EXERCISE TASK: Copy the material from the line containing "in green t-shirt" through the end of the material, changing "brick column" to "concrete pillar" and leaving everything else as it is.

DATA SUPPLIED:
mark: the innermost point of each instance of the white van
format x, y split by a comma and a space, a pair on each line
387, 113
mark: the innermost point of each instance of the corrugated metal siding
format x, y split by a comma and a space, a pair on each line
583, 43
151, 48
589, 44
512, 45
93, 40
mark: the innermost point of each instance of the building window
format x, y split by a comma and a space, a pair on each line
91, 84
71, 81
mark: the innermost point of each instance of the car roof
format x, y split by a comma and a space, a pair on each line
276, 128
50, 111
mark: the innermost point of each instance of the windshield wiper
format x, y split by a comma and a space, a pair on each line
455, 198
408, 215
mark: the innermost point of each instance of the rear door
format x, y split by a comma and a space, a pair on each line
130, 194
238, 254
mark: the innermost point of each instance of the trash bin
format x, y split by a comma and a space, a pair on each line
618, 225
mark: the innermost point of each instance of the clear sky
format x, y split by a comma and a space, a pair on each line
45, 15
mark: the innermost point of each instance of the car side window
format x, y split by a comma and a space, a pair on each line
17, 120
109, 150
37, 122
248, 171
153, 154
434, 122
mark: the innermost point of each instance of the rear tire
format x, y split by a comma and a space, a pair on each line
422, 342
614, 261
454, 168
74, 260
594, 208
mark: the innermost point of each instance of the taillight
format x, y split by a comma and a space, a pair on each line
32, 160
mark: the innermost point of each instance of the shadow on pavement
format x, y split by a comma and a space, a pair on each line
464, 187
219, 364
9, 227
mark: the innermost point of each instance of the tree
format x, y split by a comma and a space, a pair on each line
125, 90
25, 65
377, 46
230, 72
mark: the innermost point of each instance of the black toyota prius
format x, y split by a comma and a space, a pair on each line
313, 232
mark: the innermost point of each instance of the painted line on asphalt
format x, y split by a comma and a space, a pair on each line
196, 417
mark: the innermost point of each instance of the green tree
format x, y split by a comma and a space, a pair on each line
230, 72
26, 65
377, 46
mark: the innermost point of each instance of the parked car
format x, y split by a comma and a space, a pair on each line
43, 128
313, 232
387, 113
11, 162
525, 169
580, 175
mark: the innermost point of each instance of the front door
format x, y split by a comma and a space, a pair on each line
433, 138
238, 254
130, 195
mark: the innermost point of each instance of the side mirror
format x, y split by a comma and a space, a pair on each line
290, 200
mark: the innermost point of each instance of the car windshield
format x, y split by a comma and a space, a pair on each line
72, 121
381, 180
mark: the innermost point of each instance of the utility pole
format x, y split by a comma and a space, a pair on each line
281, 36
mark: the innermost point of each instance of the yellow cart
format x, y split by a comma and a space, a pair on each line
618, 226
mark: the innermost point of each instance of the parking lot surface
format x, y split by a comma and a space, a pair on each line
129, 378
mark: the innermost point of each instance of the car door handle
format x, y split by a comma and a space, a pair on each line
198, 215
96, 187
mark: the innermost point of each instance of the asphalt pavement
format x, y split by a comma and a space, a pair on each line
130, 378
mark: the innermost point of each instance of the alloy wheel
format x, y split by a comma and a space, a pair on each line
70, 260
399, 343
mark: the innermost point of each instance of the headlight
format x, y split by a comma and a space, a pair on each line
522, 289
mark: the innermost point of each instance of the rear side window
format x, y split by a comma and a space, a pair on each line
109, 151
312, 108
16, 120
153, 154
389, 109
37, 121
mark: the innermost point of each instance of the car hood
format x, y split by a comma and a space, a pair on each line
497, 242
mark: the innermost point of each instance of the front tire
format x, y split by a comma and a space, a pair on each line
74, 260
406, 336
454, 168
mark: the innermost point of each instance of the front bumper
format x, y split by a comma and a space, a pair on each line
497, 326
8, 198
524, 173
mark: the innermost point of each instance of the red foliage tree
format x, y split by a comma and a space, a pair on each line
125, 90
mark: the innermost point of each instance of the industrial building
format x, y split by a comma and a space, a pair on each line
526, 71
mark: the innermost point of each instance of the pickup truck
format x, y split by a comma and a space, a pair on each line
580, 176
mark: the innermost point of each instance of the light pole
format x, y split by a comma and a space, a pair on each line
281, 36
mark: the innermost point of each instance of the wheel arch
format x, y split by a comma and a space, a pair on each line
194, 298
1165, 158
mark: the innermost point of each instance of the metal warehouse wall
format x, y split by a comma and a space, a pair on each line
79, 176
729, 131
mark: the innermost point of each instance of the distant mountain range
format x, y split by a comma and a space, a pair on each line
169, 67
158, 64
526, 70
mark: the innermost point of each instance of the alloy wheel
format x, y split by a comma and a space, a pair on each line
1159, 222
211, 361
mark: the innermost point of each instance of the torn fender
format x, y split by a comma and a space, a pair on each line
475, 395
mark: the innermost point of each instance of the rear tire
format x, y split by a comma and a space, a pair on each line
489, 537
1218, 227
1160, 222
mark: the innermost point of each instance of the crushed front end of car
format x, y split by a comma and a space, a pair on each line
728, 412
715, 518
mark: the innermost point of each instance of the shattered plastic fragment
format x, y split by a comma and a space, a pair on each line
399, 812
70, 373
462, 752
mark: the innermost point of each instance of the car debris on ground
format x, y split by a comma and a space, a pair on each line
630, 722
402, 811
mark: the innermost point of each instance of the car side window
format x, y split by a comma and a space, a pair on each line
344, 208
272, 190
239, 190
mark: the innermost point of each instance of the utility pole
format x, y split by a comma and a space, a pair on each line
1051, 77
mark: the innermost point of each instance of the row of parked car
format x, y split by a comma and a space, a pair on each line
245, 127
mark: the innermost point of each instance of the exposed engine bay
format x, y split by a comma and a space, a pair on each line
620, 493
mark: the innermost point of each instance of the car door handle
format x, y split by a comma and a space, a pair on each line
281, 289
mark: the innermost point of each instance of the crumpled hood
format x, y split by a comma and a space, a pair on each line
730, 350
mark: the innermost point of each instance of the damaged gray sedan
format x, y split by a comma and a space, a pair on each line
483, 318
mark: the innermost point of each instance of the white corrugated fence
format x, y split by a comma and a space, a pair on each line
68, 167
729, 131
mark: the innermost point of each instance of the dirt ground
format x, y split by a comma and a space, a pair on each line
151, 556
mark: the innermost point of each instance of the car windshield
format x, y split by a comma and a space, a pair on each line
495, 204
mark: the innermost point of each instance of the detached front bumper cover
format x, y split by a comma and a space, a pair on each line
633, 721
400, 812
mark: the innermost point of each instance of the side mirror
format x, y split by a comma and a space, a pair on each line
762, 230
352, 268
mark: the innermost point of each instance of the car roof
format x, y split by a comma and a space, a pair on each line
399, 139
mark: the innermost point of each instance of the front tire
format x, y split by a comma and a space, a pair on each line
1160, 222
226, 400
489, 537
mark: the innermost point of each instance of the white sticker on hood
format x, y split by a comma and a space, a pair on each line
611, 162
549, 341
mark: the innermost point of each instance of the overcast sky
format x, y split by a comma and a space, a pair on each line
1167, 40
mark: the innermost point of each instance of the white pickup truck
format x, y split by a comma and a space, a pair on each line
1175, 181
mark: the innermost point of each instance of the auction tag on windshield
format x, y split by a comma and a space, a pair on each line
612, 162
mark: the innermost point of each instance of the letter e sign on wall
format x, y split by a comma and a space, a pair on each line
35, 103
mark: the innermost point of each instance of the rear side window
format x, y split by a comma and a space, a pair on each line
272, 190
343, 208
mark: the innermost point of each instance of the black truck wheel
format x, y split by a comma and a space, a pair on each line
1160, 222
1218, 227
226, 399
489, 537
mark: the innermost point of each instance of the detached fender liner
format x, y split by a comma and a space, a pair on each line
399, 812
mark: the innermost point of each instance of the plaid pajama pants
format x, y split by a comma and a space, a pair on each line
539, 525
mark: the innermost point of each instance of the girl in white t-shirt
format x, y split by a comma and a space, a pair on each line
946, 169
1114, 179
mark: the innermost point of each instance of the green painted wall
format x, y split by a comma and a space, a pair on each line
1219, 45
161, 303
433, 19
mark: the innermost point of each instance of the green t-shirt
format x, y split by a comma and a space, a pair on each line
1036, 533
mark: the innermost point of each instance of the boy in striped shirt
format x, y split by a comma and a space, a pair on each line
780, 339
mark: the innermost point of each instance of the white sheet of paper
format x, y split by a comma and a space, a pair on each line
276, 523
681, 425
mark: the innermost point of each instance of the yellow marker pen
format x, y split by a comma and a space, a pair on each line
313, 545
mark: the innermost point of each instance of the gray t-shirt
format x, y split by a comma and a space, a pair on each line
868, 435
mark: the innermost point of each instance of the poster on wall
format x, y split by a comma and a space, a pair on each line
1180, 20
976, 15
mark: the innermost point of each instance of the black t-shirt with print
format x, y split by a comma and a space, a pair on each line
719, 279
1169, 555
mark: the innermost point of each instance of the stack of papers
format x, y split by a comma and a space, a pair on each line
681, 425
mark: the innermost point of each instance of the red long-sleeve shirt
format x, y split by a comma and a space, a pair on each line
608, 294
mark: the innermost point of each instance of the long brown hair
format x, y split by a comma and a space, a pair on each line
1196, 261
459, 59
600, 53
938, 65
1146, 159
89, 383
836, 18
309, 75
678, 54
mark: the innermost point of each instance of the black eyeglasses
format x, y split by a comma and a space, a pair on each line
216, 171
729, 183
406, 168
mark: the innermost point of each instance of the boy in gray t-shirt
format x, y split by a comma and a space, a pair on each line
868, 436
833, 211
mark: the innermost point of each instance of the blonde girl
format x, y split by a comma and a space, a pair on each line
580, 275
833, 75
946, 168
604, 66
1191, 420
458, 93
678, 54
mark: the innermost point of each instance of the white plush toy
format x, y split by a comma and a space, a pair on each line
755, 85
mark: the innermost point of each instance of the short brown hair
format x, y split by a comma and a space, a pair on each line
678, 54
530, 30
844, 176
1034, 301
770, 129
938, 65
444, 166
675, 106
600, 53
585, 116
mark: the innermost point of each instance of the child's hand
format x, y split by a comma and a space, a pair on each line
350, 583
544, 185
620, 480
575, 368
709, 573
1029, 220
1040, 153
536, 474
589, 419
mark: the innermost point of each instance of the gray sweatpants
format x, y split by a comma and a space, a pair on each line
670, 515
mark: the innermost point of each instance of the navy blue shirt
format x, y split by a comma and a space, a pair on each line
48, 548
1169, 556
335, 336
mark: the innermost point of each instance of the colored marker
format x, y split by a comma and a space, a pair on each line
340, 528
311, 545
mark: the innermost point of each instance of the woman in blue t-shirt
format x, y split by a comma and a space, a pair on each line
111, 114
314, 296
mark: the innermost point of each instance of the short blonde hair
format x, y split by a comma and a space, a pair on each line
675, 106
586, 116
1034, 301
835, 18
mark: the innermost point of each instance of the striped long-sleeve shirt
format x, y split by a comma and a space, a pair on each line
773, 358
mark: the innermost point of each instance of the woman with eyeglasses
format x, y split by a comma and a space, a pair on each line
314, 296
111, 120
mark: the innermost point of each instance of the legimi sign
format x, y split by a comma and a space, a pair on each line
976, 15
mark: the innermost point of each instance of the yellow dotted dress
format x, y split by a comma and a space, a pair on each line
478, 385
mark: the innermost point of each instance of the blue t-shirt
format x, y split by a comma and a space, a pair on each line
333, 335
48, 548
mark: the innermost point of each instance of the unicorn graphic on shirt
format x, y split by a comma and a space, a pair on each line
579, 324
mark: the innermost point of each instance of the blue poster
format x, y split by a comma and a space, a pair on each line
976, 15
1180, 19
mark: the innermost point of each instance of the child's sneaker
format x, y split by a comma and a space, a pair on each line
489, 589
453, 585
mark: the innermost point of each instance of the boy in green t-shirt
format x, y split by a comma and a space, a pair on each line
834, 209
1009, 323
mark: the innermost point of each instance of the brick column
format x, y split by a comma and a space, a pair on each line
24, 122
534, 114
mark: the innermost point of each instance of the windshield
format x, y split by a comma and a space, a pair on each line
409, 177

EXERCISE RESULT:
mark: the innermost point of each instance of the boy in green t-shirt
format x, y split by a comma and a space, a pair on each line
834, 209
1009, 323
mark: the innermost point of each instance of the concrete pillar
format x, y split by a comma and a space, a pair on each line
24, 122
534, 114
mark: the innermost point of each instance of the windshield
format x, y split by a comma and a space, a pair on each line
409, 177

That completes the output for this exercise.